** Problem requirements **
Using the records below, output the stretch that opens with the line containing "sample | [379, 388]" and closes with the line containing "task | indicate the red", exactly and including both lines, with nothing more.

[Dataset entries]
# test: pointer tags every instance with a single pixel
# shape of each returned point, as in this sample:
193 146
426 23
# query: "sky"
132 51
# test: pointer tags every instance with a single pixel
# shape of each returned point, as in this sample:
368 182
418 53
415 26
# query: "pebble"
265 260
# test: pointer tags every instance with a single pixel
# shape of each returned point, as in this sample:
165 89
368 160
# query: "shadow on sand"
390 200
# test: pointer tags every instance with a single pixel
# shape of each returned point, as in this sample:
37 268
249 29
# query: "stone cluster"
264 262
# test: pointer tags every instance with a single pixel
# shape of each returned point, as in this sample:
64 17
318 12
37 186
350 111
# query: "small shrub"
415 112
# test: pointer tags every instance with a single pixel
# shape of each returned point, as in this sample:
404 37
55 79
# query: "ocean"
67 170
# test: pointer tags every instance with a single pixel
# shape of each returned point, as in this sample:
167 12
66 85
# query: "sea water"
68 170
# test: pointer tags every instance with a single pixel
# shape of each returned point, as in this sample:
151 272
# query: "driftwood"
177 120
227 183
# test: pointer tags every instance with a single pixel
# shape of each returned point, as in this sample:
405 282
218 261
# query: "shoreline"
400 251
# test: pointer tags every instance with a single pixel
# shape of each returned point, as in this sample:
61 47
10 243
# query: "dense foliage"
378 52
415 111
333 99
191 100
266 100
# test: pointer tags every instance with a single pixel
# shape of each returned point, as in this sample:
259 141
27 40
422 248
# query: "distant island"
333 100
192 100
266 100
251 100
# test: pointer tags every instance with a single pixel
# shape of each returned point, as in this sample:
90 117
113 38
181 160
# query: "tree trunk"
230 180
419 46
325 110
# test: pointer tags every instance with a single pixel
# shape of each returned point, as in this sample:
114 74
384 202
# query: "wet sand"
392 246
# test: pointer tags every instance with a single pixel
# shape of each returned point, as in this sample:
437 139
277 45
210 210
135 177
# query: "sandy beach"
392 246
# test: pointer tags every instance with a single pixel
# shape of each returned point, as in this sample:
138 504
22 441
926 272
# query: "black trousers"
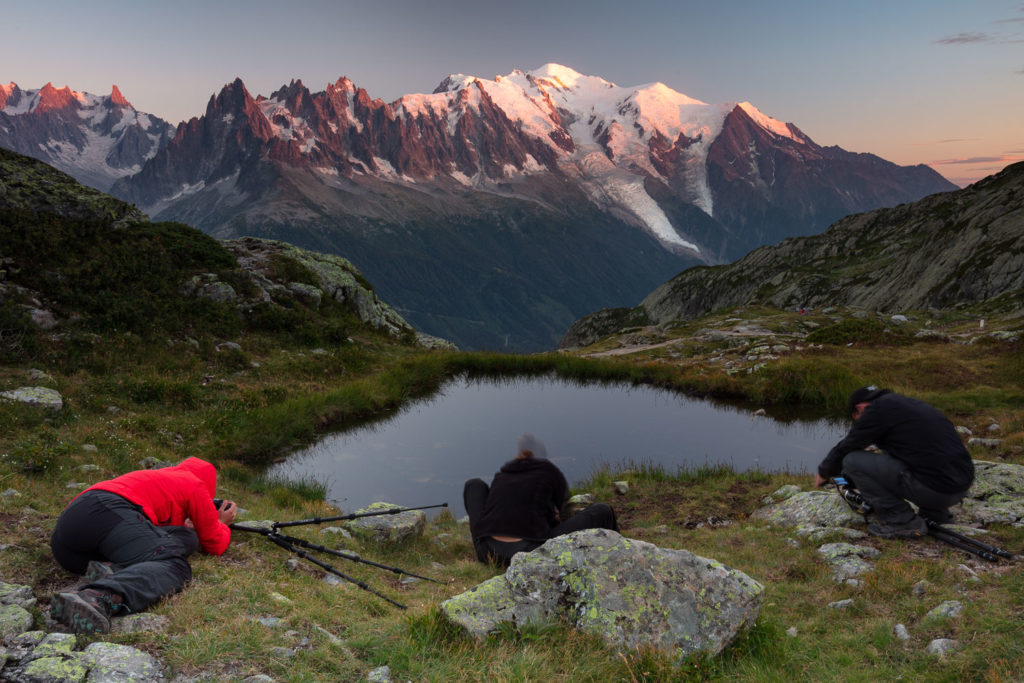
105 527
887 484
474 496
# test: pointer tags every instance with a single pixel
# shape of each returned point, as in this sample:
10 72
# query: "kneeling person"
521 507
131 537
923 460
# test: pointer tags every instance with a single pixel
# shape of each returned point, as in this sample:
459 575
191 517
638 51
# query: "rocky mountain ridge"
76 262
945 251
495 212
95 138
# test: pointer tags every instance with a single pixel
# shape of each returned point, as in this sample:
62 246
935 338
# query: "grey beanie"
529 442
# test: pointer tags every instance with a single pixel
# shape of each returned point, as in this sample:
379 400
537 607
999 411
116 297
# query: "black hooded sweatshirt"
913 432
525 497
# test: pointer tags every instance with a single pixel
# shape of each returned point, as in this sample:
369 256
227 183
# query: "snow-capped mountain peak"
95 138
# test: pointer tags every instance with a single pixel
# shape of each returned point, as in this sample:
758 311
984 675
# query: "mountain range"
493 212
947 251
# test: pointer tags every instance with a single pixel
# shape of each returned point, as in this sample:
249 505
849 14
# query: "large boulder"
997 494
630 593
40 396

* * *

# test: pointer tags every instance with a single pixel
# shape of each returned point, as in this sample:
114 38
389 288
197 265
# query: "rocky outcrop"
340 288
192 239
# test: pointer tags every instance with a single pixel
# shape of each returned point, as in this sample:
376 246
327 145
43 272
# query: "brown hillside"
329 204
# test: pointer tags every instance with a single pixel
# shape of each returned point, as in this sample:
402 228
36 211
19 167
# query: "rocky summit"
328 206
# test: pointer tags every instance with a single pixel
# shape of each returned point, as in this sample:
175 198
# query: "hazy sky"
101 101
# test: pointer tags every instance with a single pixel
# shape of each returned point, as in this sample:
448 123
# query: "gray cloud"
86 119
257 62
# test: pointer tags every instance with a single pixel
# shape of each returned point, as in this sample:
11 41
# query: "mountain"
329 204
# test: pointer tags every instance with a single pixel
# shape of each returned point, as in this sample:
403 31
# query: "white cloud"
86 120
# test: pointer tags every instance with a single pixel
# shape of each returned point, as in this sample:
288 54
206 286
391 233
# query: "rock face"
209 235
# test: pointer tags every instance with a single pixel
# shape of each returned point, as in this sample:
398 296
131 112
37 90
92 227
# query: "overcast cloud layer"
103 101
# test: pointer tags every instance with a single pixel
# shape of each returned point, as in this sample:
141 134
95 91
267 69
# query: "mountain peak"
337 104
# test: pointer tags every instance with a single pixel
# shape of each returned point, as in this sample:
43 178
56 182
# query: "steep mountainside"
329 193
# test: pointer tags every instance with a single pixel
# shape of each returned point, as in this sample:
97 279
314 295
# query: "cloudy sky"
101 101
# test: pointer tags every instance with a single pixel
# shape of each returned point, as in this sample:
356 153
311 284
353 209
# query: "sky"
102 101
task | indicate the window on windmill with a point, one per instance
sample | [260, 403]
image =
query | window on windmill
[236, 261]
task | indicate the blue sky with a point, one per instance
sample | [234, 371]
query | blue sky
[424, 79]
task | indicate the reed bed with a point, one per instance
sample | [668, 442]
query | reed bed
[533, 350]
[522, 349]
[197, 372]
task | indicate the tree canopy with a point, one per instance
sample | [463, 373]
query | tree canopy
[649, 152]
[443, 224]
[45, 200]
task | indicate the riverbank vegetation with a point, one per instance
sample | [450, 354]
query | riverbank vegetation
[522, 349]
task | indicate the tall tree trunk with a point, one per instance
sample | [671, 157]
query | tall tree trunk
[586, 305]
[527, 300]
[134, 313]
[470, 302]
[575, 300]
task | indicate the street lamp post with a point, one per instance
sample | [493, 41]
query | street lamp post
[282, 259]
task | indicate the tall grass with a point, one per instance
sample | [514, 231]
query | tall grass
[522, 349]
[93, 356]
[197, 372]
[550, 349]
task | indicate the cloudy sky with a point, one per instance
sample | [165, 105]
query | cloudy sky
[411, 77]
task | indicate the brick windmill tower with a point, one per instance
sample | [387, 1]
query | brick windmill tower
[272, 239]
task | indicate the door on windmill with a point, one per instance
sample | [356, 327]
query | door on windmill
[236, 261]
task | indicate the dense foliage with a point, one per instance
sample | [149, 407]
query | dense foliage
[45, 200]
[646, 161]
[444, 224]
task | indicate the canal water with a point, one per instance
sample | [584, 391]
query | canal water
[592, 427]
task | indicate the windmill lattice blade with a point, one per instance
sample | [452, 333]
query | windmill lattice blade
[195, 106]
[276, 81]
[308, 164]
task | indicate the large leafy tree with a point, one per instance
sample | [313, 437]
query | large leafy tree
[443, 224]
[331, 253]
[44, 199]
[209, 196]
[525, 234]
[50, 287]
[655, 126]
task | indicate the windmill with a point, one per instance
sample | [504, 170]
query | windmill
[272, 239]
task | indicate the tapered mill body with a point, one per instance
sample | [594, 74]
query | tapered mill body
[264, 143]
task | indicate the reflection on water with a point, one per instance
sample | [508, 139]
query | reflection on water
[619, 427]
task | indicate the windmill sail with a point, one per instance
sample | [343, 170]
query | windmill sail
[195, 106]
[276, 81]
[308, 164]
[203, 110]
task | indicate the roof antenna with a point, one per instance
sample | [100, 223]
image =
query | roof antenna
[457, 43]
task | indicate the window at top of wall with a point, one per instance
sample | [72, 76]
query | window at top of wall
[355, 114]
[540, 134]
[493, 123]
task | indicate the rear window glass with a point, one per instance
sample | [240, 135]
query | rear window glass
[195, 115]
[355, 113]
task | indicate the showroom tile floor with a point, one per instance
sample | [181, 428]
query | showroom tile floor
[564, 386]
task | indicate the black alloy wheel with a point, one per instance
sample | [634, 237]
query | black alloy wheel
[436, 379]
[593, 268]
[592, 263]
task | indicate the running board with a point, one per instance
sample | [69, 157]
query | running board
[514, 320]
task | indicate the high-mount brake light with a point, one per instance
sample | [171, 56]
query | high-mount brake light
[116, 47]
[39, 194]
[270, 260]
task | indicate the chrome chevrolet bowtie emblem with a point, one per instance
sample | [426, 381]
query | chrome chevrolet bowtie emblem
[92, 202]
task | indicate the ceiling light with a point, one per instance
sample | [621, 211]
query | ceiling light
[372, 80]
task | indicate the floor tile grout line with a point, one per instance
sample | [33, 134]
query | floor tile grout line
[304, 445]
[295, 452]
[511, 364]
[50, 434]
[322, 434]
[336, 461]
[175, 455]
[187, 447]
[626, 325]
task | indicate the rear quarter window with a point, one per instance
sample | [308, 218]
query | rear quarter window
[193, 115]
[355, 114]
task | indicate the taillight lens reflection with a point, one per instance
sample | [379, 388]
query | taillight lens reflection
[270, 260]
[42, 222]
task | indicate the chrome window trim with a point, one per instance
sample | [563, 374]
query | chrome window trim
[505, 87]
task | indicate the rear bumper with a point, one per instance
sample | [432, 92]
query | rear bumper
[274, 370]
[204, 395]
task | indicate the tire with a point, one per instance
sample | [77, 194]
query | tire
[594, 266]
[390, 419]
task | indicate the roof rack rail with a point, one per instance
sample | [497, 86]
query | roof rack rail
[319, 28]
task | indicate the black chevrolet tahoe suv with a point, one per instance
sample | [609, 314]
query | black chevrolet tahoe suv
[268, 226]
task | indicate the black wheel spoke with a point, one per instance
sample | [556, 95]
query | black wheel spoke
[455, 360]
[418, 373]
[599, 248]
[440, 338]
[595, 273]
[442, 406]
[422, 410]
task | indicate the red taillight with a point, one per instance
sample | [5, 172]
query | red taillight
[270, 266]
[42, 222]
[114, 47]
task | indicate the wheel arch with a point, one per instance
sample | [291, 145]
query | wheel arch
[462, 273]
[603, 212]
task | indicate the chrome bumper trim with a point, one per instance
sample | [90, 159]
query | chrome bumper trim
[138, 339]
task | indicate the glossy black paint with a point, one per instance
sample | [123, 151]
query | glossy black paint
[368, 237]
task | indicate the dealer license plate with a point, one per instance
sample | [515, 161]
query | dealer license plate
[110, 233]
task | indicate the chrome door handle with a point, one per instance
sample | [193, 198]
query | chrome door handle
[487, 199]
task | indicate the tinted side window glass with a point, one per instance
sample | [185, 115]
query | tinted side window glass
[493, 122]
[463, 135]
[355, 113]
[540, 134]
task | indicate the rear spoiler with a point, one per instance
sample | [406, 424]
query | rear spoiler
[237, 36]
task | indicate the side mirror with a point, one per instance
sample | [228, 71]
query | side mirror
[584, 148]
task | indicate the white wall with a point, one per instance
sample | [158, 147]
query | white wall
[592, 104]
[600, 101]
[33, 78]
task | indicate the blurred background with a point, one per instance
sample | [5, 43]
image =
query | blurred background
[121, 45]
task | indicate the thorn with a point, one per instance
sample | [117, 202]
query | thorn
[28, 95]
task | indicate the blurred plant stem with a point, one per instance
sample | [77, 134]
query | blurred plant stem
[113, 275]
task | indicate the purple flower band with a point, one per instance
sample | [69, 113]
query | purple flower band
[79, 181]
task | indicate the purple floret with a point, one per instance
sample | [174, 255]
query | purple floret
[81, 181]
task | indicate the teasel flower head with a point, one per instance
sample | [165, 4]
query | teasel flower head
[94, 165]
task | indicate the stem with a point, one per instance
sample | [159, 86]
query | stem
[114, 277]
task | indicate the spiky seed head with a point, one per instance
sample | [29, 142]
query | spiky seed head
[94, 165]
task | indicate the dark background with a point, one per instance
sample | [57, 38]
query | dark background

==

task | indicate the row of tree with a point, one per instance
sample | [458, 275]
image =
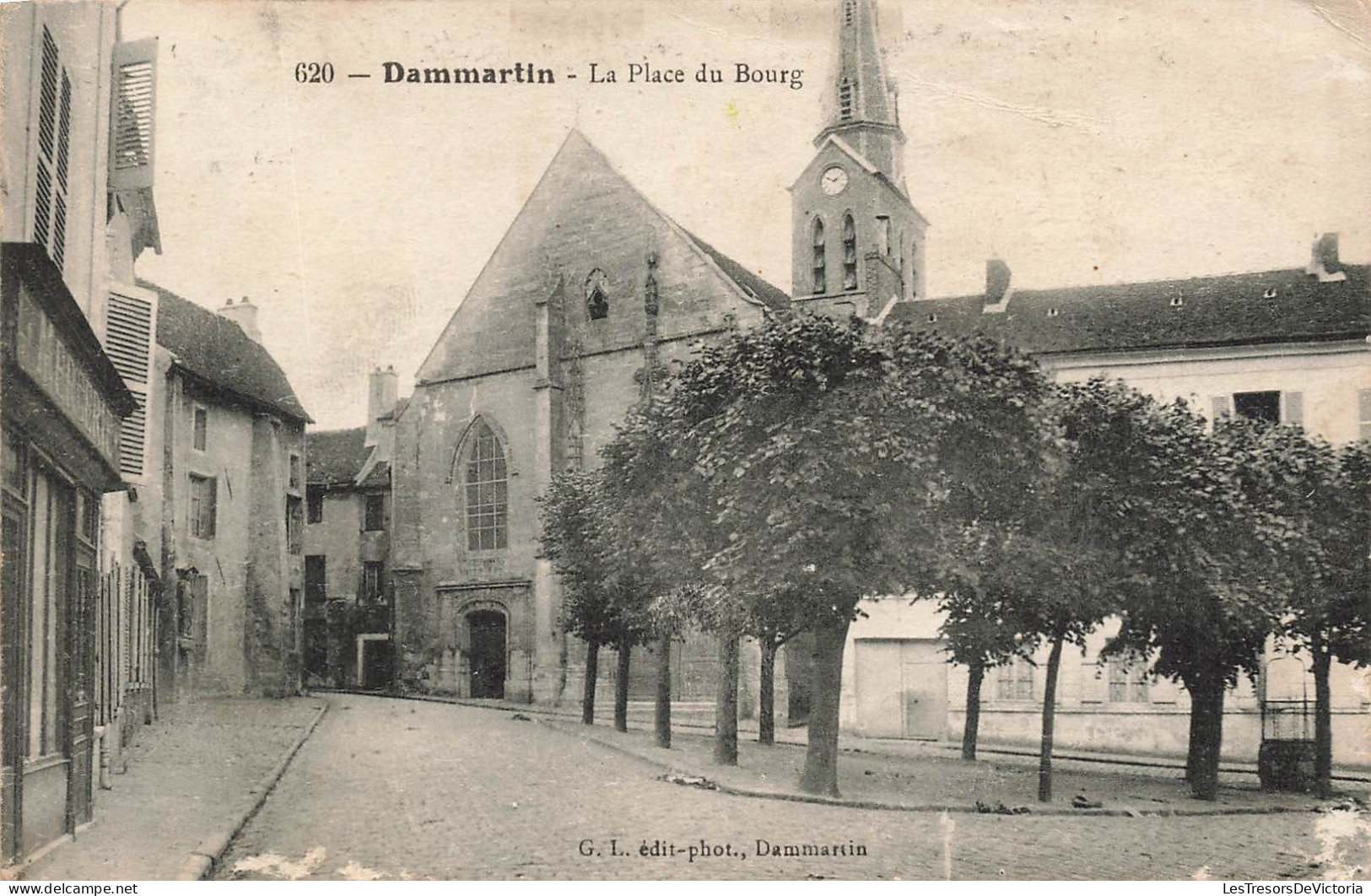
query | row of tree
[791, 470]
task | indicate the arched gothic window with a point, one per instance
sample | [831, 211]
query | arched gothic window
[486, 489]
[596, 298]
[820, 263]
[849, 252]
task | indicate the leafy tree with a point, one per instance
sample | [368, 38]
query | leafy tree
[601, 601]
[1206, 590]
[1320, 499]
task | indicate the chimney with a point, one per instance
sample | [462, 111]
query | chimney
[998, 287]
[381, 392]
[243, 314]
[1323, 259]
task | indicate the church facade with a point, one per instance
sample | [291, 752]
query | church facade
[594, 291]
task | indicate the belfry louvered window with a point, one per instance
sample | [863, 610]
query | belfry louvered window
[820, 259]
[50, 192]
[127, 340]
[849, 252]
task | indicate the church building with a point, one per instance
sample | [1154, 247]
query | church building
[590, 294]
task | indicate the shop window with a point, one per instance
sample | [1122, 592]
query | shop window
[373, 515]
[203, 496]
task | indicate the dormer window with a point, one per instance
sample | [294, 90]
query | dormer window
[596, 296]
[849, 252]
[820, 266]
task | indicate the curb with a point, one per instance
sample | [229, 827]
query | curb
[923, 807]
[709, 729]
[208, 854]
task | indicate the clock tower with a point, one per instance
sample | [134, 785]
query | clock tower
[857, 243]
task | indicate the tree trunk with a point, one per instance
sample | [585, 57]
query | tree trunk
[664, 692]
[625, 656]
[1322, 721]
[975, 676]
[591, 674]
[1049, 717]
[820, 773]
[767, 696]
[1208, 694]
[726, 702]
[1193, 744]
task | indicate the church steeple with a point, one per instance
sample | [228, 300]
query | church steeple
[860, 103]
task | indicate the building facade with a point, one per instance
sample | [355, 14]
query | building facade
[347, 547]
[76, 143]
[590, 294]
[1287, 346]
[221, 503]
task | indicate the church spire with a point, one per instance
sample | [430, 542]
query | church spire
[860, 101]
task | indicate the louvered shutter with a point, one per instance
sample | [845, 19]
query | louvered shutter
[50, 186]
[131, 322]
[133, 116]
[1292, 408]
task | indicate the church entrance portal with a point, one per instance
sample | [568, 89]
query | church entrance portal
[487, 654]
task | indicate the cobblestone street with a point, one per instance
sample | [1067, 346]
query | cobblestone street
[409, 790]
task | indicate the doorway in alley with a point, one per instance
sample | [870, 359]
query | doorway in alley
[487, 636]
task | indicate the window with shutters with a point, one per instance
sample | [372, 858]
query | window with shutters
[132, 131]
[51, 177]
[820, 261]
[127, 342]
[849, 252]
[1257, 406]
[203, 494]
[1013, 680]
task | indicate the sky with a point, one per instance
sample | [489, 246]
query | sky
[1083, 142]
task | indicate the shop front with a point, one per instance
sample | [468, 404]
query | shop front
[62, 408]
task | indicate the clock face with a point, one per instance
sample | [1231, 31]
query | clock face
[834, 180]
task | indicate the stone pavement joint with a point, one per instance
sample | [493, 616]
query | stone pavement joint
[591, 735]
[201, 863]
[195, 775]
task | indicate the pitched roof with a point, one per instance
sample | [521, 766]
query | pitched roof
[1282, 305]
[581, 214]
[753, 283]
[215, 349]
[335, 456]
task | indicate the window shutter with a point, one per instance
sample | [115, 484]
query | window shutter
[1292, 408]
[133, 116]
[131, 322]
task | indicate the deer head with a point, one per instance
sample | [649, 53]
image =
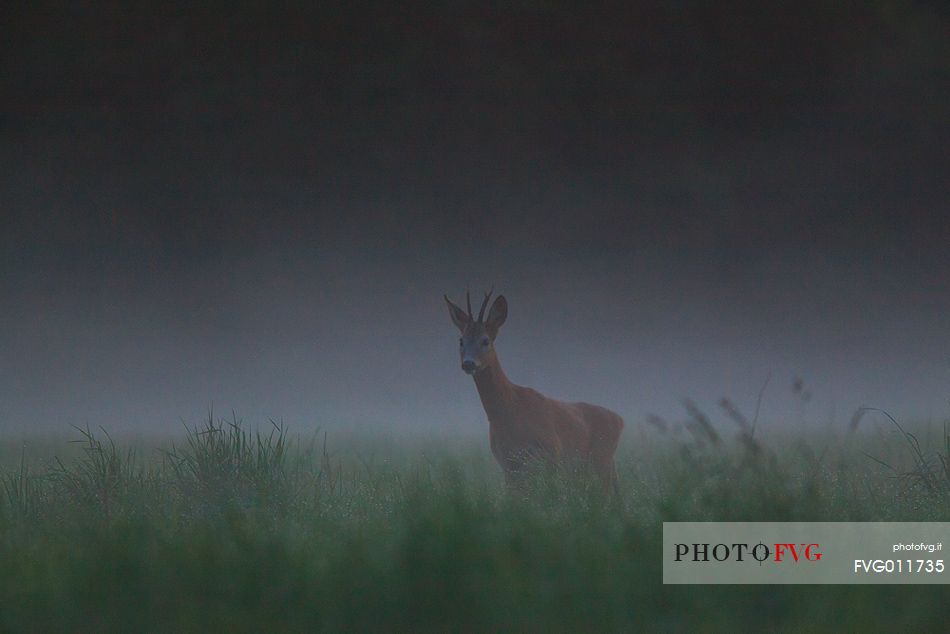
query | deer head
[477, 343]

** Result of this task **
sample | [379, 388]
query | taillight lens reflection
[270, 260]
[42, 222]
task | indicate the chrome window trim with a point, one per instance
sample | [563, 374]
query | chrome window trim
[505, 87]
task | indicate the rear bumper with a point, one per instance
sample | [432, 92]
query | rear bumper
[274, 370]
[204, 395]
task | indicate the tire with a point, one per instance
sample | [77, 194]
query | tire
[594, 266]
[390, 419]
task | indicate the roof rack rail with a point, one per instance
sample | [497, 86]
query | roof rack rail
[319, 28]
task | indicate the black chevrolet tahoe suv with a point, one per instance
sample | [609, 314]
query | black chevrolet tahoe suv
[268, 226]
task | indicate the black wheel spoke with a point, one per instance
sample | [556, 95]
query | black wheel spoke
[455, 360]
[418, 373]
[599, 248]
[440, 338]
[595, 273]
[442, 406]
[422, 410]
task | indicate the red taillight with a point, one per instance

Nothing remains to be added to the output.